■ Extract to read
══════
Whetstone Gulf SP - Powdery Goodness Early On In The Hike

Whetstone Gulf SP - Powdery Goodness Early On In The Hike

 

All that fresh powder would prove to be my biggest challenge on this hike. As I got further along the south rim of the gorge—The last time I did this hike I went out the north rim trail and came back the south rim trial; I planned to do the opposite on this trip so I would get to the confusing trail junction where I got lost last time with plenty of daylight—the powder got deeper. I had been on the trail about an hour when I got to my confusing trail junction. In the daylight I could see that the signs sorta pointed in the right direction but only coming from this direction. If you were coming from the opposite direction (like I did on my previous hike) the trail signs would easily point you the wrong way.

I turned the correct way I needed to go and kept to the rim of the gorge whenever possible. I was now breaking trail through a consistent 15 inches of powdery snow. It was fun and the slow going forced me to stop every so often to sip some water and catch my breath. (While it wasn’t in the single digits like my last snowshoeing adventure at this park—making it painful for me to breathe—it was in lows 20s, dropping into the upper 10s as the day progressed.) I focused on the trail and found it becoming more precarious as headed along it to the western end of the gorge.
══════
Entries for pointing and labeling
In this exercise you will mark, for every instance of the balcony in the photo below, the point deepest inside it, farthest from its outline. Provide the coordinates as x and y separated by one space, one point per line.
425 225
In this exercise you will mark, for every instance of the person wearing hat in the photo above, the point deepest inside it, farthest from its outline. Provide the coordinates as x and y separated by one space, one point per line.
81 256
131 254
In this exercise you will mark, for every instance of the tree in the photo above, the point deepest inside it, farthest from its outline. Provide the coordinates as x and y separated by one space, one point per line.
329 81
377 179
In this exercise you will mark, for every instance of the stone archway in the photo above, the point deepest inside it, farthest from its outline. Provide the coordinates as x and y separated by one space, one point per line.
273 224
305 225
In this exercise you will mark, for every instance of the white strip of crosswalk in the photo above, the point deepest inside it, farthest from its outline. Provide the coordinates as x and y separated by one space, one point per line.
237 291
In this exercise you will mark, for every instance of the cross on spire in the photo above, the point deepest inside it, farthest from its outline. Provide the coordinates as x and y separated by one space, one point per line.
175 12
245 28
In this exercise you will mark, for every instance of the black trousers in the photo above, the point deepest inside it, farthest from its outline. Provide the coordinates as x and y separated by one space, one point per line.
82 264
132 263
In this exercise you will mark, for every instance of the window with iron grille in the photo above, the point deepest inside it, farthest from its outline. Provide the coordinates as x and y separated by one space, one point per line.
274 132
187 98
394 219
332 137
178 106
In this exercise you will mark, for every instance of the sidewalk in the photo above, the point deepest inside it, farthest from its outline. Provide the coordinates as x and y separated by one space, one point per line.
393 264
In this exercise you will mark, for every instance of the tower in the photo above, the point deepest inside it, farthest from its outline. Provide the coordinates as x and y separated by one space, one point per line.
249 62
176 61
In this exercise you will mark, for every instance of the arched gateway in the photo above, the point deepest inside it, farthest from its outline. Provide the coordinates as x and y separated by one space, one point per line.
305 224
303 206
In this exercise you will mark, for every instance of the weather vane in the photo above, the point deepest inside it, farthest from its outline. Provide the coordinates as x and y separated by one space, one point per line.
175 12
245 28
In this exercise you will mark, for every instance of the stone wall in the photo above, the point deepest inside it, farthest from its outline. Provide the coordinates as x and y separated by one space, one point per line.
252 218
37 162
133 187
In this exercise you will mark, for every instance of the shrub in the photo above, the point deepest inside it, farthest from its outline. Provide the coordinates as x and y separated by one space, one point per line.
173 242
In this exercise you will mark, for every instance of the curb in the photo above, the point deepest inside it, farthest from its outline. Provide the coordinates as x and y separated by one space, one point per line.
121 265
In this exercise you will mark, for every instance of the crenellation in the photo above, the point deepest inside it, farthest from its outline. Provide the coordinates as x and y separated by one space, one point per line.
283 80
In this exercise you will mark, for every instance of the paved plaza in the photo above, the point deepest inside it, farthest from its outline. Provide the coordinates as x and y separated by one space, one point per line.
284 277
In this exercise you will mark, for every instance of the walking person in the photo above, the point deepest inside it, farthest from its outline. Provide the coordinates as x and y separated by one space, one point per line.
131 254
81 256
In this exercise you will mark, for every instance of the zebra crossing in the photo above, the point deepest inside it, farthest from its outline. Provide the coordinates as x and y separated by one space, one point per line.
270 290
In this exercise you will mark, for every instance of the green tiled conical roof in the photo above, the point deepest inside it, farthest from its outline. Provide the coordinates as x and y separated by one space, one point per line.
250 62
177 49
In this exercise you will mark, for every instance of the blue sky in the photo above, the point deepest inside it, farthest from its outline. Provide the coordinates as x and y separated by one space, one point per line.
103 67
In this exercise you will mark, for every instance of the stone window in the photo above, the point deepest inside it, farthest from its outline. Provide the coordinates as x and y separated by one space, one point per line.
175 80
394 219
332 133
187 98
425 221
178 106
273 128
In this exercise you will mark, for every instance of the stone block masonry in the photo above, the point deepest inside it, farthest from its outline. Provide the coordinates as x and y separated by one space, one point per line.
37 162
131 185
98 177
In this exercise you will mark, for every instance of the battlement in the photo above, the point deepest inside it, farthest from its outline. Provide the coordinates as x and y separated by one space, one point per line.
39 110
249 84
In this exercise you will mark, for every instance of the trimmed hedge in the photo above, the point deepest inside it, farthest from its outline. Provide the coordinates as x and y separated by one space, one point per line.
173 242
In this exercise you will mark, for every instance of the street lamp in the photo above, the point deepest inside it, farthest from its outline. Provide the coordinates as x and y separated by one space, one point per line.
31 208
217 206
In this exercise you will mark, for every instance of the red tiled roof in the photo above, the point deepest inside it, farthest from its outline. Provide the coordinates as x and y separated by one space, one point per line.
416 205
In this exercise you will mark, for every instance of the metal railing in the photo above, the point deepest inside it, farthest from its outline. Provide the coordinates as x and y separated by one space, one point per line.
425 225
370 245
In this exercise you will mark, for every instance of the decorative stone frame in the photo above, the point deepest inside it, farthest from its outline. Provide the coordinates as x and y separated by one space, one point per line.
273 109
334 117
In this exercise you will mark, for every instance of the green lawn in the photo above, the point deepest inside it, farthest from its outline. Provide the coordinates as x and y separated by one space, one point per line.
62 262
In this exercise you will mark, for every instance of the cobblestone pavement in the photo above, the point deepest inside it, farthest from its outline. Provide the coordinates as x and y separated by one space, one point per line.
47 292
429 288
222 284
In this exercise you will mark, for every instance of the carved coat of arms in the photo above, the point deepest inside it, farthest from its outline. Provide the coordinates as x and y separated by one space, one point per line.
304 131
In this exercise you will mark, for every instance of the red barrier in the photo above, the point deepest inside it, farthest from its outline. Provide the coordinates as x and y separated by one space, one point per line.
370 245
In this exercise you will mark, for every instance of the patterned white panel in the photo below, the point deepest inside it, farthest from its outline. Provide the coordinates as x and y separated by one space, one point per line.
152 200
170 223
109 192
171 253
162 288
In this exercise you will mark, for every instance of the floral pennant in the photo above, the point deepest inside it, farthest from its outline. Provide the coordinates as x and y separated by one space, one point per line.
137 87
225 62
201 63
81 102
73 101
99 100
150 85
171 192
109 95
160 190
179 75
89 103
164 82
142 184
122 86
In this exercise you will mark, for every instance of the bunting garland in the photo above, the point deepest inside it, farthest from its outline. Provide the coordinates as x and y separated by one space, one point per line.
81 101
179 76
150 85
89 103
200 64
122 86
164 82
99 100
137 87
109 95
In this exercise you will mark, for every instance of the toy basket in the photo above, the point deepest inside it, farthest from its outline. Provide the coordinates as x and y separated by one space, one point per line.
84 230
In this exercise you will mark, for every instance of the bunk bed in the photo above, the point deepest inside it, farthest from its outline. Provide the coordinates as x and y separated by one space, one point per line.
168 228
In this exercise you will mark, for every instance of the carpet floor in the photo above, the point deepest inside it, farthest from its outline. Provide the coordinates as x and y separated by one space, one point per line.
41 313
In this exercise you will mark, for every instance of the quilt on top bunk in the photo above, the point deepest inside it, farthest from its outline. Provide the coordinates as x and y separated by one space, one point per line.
══════
■ Tasks
**A)** Translate this sentence from the Whetstone Gulf hike account into Spanish: "I had been on the trail about an hour when I got to my confusing trail junction."
**B)** Proceed with the Whetstone Gulf hike account, picking up after its final sentence.

■ Set of answers
**A)** Llevaba aproximadamente una hora en el sendero cuando llegué a mi confuso cruce de senderos.

**B)**
On this trail the wind blows in from the west/northwest. I could see how the wind had been sculpting the snow on the edge of the gorge and the result was sloping drifts running down towards the edge of the gorge. If you have ever been on snowshoes you know they can and do slide on snow, especially on uneven slopes. I found myself sliding a few times on the rim trail (although I never got closer than 2 or 3 feet to the edge of the gorge) and decided I would stay away from the edge even if that meant going through the deeper snow drifts piled up by the west/ northwesterly winds. So, that is exactly what I did. I kept myself within 10-20 feet of the edge of the gorge but choosing a path that was flatter and required less ducking under snow-burdened tree branches.

About 90 minutes into the hike I came to a short-but-steep downward slope and thought “Hey, I must be near the end” as this looks very similar to the end of the trail. WRONG! I was just passed the midpoint of the south rim trail near an area where the gorge has a sharp bend in it and the trail dips down before climbing back up. The point where the trail turns off to go back up is an absolutely perfect spot to stop, take some water, and enjoy the view into the gorge below. The picture below is from that point along the trail. In fact, I took an almost identical picture on my first hike through this park. (See the last pic in this post for a comparison to the picture below.)

Whetstone Gulf SP - View Into Gorge From South Rim

Whetstone Gulf SP - View Into Gorge From South Rim

Below is a pic of some more of that powdery goodness on the hilly section of trail above this overlook vantage point.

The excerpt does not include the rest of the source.